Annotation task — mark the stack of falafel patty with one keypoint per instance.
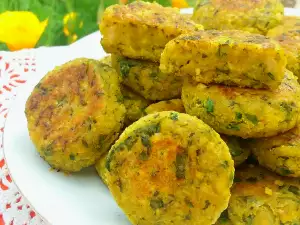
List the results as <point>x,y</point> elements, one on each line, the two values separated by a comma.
<point>238,83</point>
<point>197,104</point>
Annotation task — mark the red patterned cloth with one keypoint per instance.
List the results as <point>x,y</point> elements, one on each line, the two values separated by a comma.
<point>15,69</point>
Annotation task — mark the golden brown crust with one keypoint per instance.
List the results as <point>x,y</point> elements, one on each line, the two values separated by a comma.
<point>170,168</point>
<point>141,30</point>
<point>255,16</point>
<point>229,57</point>
<point>73,114</point>
<point>246,113</point>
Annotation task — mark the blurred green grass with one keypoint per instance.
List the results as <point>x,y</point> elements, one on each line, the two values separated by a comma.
<point>88,11</point>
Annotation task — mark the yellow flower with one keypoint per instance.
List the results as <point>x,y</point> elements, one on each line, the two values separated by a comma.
<point>71,24</point>
<point>179,3</point>
<point>20,29</point>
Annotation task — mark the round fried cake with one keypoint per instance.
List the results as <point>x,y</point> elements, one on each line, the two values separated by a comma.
<point>73,114</point>
<point>170,168</point>
<point>169,105</point>
<point>280,153</point>
<point>246,113</point>
<point>263,198</point>
<point>238,151</point>
<point>256,16</point>
<point>146,79</point>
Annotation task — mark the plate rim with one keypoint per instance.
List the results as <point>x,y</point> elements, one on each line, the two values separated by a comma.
<point>294,11</point>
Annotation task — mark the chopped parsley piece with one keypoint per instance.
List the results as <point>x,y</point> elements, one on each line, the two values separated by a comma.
<point>72,157</point>
<point>207,204</point>
<point>285,171</point>
<point>252,118</point>
<point>174,116</point>
<point>238,116</point>
<point>233,126</point>
<point>209,106</point>
<point>180,165</point>
<point>271,76</point>
<point>156,203</point>
<point>294,190</point>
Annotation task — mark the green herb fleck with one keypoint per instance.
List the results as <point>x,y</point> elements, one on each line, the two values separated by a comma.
<point>238,116</point>
<point>48,150</point>
<point>294,190</point>
<point>202,3</point>
<point>62,101</point>
<point>285,171</point>
<point>174,116</point>
<point>248,220</point>
<point>129,142</point>
<point>271,76</point>
<point>119,184</point>
<point>225,164</point>
<point>252,118</point>
<point>221,51</point>
<point>234,146</point>
<point>125,66</point>
<point>189,203</point>
<point>237,180</point>
<point>180,165</point>
<point>188,216</point>
<point>85,144</point>
<point>252,179</point>
<point>145,140</point>
<point>233,126</point>
<point>209,106</point>
<point>224,217</point>
<point>225,71</point>
<point>111,154</point>
<point>288,109</point>
<point>207,204</point>
<point>72,157</point>
<point>144,155</point>
<point>156,203</point>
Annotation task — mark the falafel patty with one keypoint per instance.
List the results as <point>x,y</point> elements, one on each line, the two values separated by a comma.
<point>73,114</point>
<point>101,169</point>
<point>145,78</point>
<point>224,219</point>
<point>255,16</point>
<point>261,197</point>
<point>228,57</point>
<point>106,60</point>
<point>169,105</point>
<point>247,113</point>
<point>290,42</point>
<point>140,30</point>
<point>238,152</point>
<point>135,105</point>
<point>170,168</point>
<point>280,153</point>
<point>289,23</point>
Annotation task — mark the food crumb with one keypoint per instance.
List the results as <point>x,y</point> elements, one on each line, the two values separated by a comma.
<point>279,183</point>
<point>268,191</point>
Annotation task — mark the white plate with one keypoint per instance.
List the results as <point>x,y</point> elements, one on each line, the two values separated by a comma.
<point>78,199</point>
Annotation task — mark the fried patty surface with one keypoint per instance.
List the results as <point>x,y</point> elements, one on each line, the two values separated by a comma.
<point>246,113</point>
<point>168,105</point>
<point>255,16</point>
<point>263,198</point>
<point>229,57</point>
<point>141,30</point>
<point>135,105</point>
<point>280,153</point>
<point>146,79</point>
<point>170,168</point>
<point>73,114</point>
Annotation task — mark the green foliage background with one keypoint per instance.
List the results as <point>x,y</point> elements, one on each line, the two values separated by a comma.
<point>89,11</point>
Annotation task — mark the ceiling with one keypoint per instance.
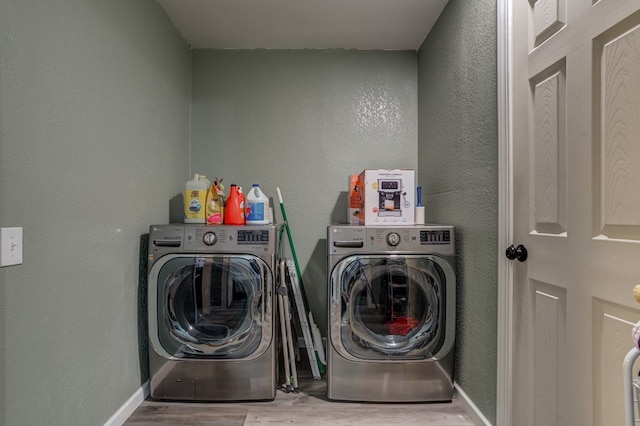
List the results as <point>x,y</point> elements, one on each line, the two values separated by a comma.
<point>304,24</point>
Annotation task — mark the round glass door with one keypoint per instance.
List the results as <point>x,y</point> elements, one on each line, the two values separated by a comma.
<point>214,306</point>
<point>390,306</point>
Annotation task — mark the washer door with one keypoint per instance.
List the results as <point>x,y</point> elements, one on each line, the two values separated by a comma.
<point>211,306</point>
<point>386,307</point>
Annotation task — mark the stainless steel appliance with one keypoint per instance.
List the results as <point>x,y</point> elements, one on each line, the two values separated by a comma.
<point>211,313</point>
<point>392,304</point>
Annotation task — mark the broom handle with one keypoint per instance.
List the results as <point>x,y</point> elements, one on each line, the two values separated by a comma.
<point>293,250</point>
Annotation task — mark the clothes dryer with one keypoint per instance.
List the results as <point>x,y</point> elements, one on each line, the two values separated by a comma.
<point>391,312</point>
<point>211,313</point>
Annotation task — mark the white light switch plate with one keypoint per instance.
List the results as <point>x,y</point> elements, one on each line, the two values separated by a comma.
<point>10,246</point>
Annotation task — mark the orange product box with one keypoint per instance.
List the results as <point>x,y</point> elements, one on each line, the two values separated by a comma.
<point>355,199</point>
<point>388,197</point>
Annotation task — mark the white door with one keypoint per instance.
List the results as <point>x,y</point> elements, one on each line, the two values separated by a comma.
<point>576,186</point>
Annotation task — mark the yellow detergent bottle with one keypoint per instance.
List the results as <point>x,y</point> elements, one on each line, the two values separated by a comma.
<point>195,199</point>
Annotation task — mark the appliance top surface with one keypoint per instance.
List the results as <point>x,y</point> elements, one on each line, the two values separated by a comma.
<point>196,238</point>
<point>353,239</point>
···
# Exercise requirements
Exactly as written above, print every record, and keep the pictures out.

# Finished task
Annotation task — mark the stack of falafel patty with one keypoint per instance.
List the results as <point>x,y</point> elements, one on each line, the two values separated by a comma.
<point>238,83</point>
<point>197,104</point>
Annotation task — mark the red patterned cloth with one keypoint per instance.
List the results as <point>x,y</point> elements, one on each line, the two values separated by a comma.
<point>15,69</point>
Annotation task — mark the golden brown crust with one keypoint per instance.
List the results as <point>x,y</point> elements, one on each line, the two values separated by a comma.
<point>170,168</point>
<point>141,30</point>
<point>255,16</point>
<point>229,57</point>
<point>73,114</point>
<point>246,113</point>
Annotation task — mark the blurred green grass with one keypoint per instance.
List the results as <point>x,y</point> elements, one on each line, the two values separated by a comma.
<point>88,11</point>
Annotation task — mark the yellow flower with one keypoint per instance.
List the results as <point>x,y</point> elements, one on each line, the two values separated by a comma.
<point>71,24</point>
<point>179,3</point>
<point>20,29</point>
Annotation task — mark the round fried cake with one keypoint per instance.
List the results as <point>x,y</point> elements, one on each line, the two values separated by a comma.
<point>73,114</point>
<point>170,168</point>
<point>169,105</point>
<point>280,153</point>
<point>246,113</point>
<point>263,198</point>
<point>238,151</point>
<point>256,16</point>
<point>146,79</point>
Annotation task — mark the plate rim with one keypoint per instance.
List the results as <point>x,y</point> elements, one on each line, the two values separated by a comma.
<point>294,11</point>
Annotation task — mark the chopped parsley piece with one keypoint per instance.
List the results as <point>x,y</point> elements, one on each line, the two values separated by a comma.
<point>72,157</point>
<point>207,204</point>
<point>285,171</point>
<point>252,118</point>
<point>174,116</point>
<point>238,116</point>
<point>233,126</point>
<point>209,106</point>
<point>180,165</point>
<point>271,76</point>
<point>156,203</point>
<point>294,190</point>
Annotation task — mark the green herb fleck with one keypoint per instance.
List the results as <point>x,y</point> elements, one on each line, the two values separated by a comma.
<point>238,116</point>
<point>48,150</point>
<point>294,190</point>
<point>202,3</point>
<point>62,101</point>
<point>285,171</point>
<point>174,116</point>
<point>248,220</point>
<point>129,142</point>
<point>271,76</point>
<point>119,184</point>
<point>225,164</point>
<point>252,118</point>
<point>221,51</point>
<point>234,146</point>
<point>125,66</point>
<point>189,203</point>
<point>237,180</point>
<point>180,165</point>
<point>188,216</point>
<point>85,144</point>
<point>252,179</point>
<point>145,140</point>
<point>233,126</point>
<point>209,106</point>
<point>224,217</point>
<point>225,71</point>
<point>111,154</point>
<point>288,109</point>
<point>207,204</point>
<point>72,157</point>
<point>144,155</point>
<point>156,203</point>
Annotation task — mark the falafel patty with one keypoint per instance.
List the results as <point>x,y</point> elements, one on each line, the two values separated by a comma.
<point>73,114</point>
<point>101,169</point>
<point>145,78</point>
<point>224,219</point>
<point>255,16</point>
<point>261,197</point>
<point>228,57</point>
<point>106,60</point>
<point>169,105</point>
<point>247,113</point>
<point>290,42</point>
<point>140,30</point>
<point>238,152</point>
<point>135,105</point>
<point>170,168</point>
<point>280,153</point>
<point>289,23</point>
Annotation task — mark the food crumb with one keypoint per instance.
List the results as <point>x,y</point> elements, one on each line, the two values separated by a comma.
<point>279,183</point>
<point>268,191</point>
Annotation task — mark the white plate with one keypoint per instance.
List the results as <point>x,y</point> elements, one on each line, the two values separated by a comma.
<point>78,199</point>
Annotation task — mark the fried patty surface with one keypoint per instance.
List the results as <point>x,y</point> elements, one on each line, the two values separated by a comma.
<point>246,113</point>
<point>168,105</point>
<point>255,16</point>
<point>263,198</point>
<point>229,57</point>
<point>141,30</point>
<point>135,105</point>
<point>280,153</point>
<point>146,79</point>
<point>170,168</point>
<point>73,114</point>
Annotation task — mark the green foliage background with one keypoint per instance.
List the results as <point>x,y</point> elements, one on each line, the two values separated by a comma.
<point>89,11</point>
Annotation task — mark the ceiling with one keypoint per instance.
List the results as <point>x,y</point> elements, one on each line, the two values separated by a comma.
<point>304,24</point>
Annotation task — mark the round glass door with one keypoint per instance.
List the results as <point>x,y</point> elements, one on each line, the two values separated by a comma.
<point>214,306</point>
<point>390,306</point>
Annotation task — mark the washer door with one keypoint per instance.
List the results as <point>x,y</point> elements, one on each line, the two values separated by a comma.
<point>211,306</point>
<point>386,307</point>
Annotation task — mark the stainless steel appliance with one keypoint per instance.
List the results as <point>x,y</point> elements, one on each line, the two values separated by a comma.
<point>211,313</point>
<point>392,304</point>
Annotation task — mark the broom handle with one keypoint per instance.
List the results as <point>x,y</point> elements, one on each line, the two values separated by a comma.
<point>293,250</point>
Annotation task — mark the clothes dryer with one keypoint per instance.
List the results as <point>x,y</point> elements, one on each line, the two values separated by a comma.
<point>391,312</point>
<point>211,313</point>
Annotation task — mark the white light switch plate with one keypoint per instance.
List the results as <point>x,y</point> elements, one on each line, the two values separated by a comma.
<point>10,246</point>
Annotation task — mark the orange product box with one keypoint per instance.
List the results as <point>x,y</point> elements, one on each line, the two values separated by a comma.
<point>355,199</point>
<point>388,197</point>
Annotation task — mark the white door with one keypoint per instance.
List the results as <point>x,y</point> elements, one on each line, the two values separated by a comma.
<point>576,186</point>
Annotation task — mark the yellow detergent bottle with one keypoint per instance.
List the results as <point>x,y</point> elements, one on each line, the two values separated by a comma.
<point>195,199</point>
Annotation task — mark the appliance top surface with one keypoint per instance.
List the results as <point>x,y</point> elements, one on each line, the two values separated by a comma.
<point>196,238</point>
<point>353,239</point>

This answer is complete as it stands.